• [Given text]:

* * * * * * * * *

Ha ha, yeah me too... i bought a 25kg bog of maris otter and thought it would be eash to store in a spare clean fermenter... not the case. After 2 brews and filling a fermenter i have about 7kg stored in other bags around the place lol.

Who on earth asked that silly question about the fire extinguisher???

Anyway we have been considering moving house to plan for a family but also to accomodate my hobby witjout compromising the functionality of the house lol
 
I think the duvet mod may be a bit OTT, have you checked out the lid space for insulation, most if not all coldboxes just rely on a air gap in the lid to insulate,
filling the lid space with perlite or vermiculite from the garden centre is cheap n easy some use expanding builders foam, i used bubblewrap in mine..

Also are you pre heating the tun simply pouring in a couple of off the boil kettle fulls of water 15-20 mins prior to mashing and leaving to heat up the tun helps a LOT. just disgard the water before you mash ;)

2-3C isnt too bad a drop mash at 68C to start rather than 67C perhaps.

However i think if not preheating and using an uninsulated lid making those changes to the brewday may just sort you out.

with batch sparging (way simpler) the efficiency can take a minor hit, to counter this i add a couple of handfulls of extra grain.

Tho if after a few weeks brewing your already hitting gravity targets and just falling short on the volume targets i would say your doing well :drunk::thumb:

No two small scale breweries will work the same way and the nuances of your kit will become clearer as you use it, i found it usefull when derived to write such things as deadspace and ideal strike temp on my tun in sharpie pen for a quick brewday reference..

ps best cure for supping a beer thats not the clearest, use an opaque tankard or big china mug :doh:

kudos for investing in the thermopen, nice big display and fast to read, just be warned my first one was borrowed by the G/f for cooking and never returned.. :whistle:
 
After reading this thread, I realised that I was quite lucky in the mash tun department. Mine worked like a charm since I got it. I started doing AG and was using a standard Argos cheapy 40L cooler. I did not want to drill holes in it, so I used two grain bags inside it. I would pour the grains into the bags, do the mash and use my auto-syphon to pull the wort out. It worked really well (when I wrapped my North Face winter jacket around it) and meant I could take my time to find the perfect cooler box to convert to a mash tun.

* * * * * * * * *

• [Information shown]:

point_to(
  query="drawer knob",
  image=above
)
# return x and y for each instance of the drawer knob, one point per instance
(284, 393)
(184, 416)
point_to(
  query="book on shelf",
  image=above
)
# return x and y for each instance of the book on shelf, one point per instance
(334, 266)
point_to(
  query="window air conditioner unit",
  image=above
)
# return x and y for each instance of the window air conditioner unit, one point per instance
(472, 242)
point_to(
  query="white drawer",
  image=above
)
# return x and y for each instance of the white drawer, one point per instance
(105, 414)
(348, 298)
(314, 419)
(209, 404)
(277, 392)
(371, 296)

* * * * * * * * *

• [Exercise tasks]:
1/ In the homebrewing post, change "bubblewrap" to "polystyrene" and give the passage between "Anyway we have" and "bubblewrap in mine..", inclusive.
2/ Recast every line of the listing that follows the homebrewing post as a numbered list, leaving out any blank lines.

• [Task-by-task outputs]:
1/
Anyway we have been considering moving house to plan for a family but also to accomodate my hobby witjout compromising the functionality of the house lol
 
I think the duvet mod may be a bit OTT, have you checked out the lid space for insulation, most if not all coldboxes just rely on a air gap in the lid to insulate,
filling the lid space with perlite or vermiculite from the garden centre is cheap n easy some use expanding builders foam, i used polystyrene in mine..

2/
1. point_to(
2.   query="drawer knob",
3.   image=above
4. )
5. # return x and y for each instance of the drawer knob, one point per instance
6. (284, 393)
7. (184, 416)
8. point_to(
9.   query="book on shelf",
10.   image=above
11. )
12. # return x and y for each instance of the book on shelf, one point per instance
13. (334, 266)
14. point_to(
15.   query="window air conditioner unit",
16.   image=above
17. )
18. # return x and y for each instance of the window air conditioner unit, one point per instance
19. (472, 242)
20. point_to(
21.   query="white drawer",
22.   image=above
23. )
24. # return x and y for each instance of the white drawer, one point per instance
25. (105, 414)
26. (348, 298)
27. (314, 419)
28. (209, 404)
29. (277, 392)
30. (371, 296)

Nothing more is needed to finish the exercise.